Estratto del testo:
MILANO - Nel 1991, una rivista francese
sguinzagliò una redattrice per le vie di Parigi. La missione era
comprendere le ragioni dell'esagerata popolarità di cui Woody
Allen godeva Oltralpe. Sarà per i dialoghi brillanti, per le
situazioni sull'orlo del paradossale, lo humour tortuoso e un po'
cinico - pensavano. Nient'affatto. Sì, Woody era un beau mec,
un grand'uomo. Ma se piaceva era perché "è basso, è
stempato, è brutto, non riesce a scopare". Insomma: "è
proprio come me".
E' da questo aneddoto che muove John Baxter,
che nella nuova biografia di Allen (edita per i tipi di Lindau) va
a dimostrare quanto sia arbitraria (e involontariamente comica),
quest'iscrizione d'ufficio nel club degli sfigati di Woody Allen.

Consegne:
1. In base all'articolo su Woody Allen, spiega in una o due frasi perché i parigini interpellati dalla redattrice apprezzavano il regista.
2. Riprendi l'articolo su Woody Allen dopo l'ultima frase riportata e proseguilo con alcune frasi.
Il materiale riportato di seguito è distinto dall'articolo.

Dati forniti:

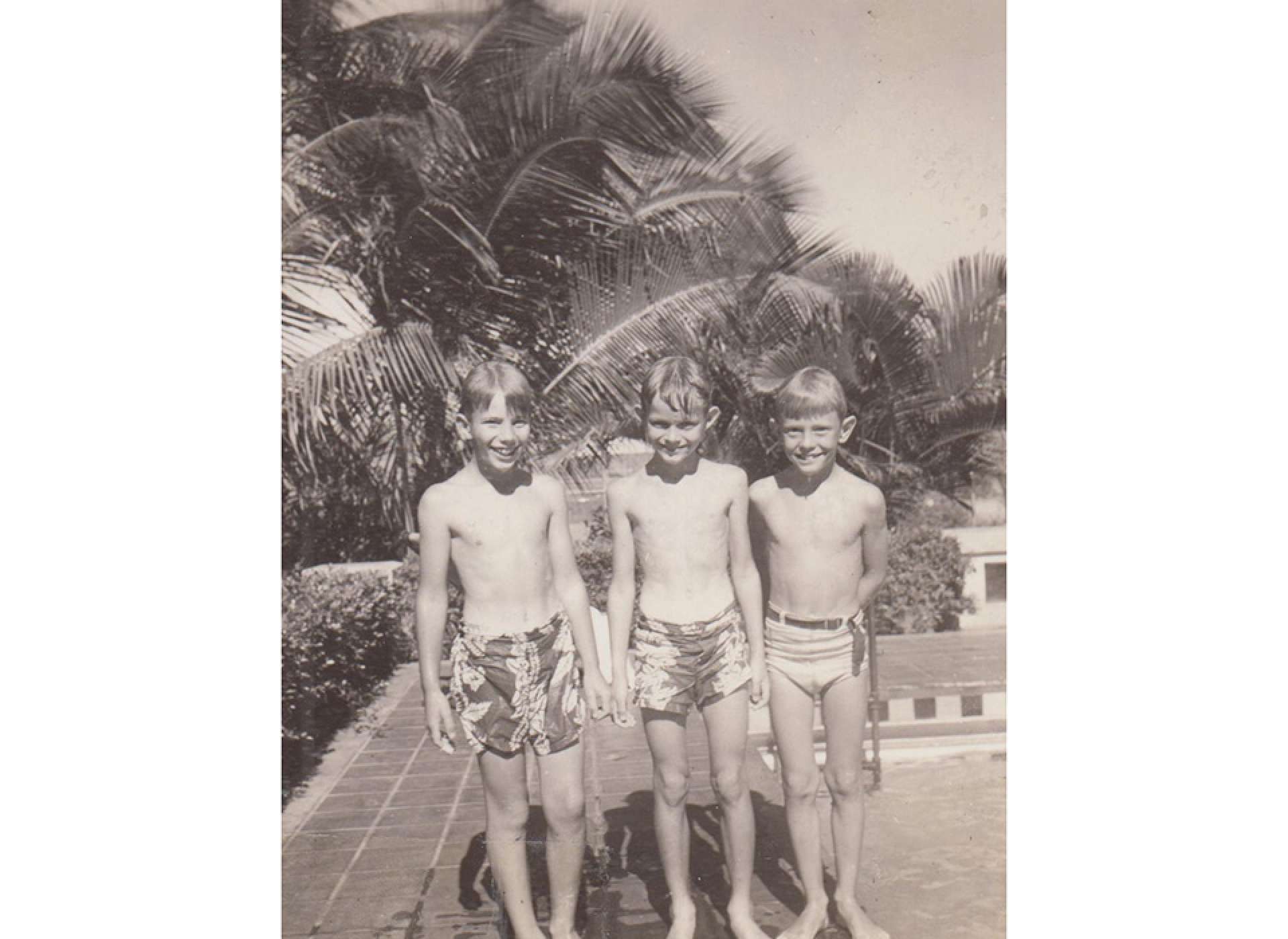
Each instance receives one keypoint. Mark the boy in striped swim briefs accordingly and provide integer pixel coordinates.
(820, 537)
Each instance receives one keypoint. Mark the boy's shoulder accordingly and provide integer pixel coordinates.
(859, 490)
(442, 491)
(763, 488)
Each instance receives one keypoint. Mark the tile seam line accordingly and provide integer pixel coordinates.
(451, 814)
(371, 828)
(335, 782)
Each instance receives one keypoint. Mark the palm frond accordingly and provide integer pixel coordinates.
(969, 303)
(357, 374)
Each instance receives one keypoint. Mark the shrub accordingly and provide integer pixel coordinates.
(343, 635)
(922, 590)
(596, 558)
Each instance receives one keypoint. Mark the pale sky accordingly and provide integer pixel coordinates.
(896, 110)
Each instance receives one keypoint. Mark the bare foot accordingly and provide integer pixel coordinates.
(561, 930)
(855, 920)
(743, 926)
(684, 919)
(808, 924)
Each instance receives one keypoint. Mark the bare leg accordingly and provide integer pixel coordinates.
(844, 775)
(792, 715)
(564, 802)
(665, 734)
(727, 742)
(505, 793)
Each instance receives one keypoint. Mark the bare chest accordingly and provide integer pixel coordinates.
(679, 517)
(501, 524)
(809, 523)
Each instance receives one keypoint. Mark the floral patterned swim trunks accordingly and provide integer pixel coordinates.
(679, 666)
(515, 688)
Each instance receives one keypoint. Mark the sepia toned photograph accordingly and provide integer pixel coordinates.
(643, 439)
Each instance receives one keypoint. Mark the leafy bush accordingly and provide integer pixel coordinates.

Risposte per consegna:
1. Non lo apprezzavano per i dialoghi brillanti o per lo humour, come si pensava, ma perché era basso, brutto e sfortunato con le donne. In sostanza si riconoscevano in lui: "è proprio come me".

2.
Se Allen Stewart Konisberg è stato vittima di un'infanzia non
certo felice (eppure non così anomala come si vorrebbe far
credere), la sua vita privata è distinta e distante dalle nevrosi
cui ha dato forma sullo schermo. Persino in fatto di sesso:
a parte il primo, fallimentare matrimonio - Allen ha avuto una
girandola di compagne ed amichette da far invidia ai più
palestrati divi di Hollywood.
Allo stesso modo, l'anti-divo Woody Allen è
in realtà inguaribilmente affetto dalla sindrome da celebrità.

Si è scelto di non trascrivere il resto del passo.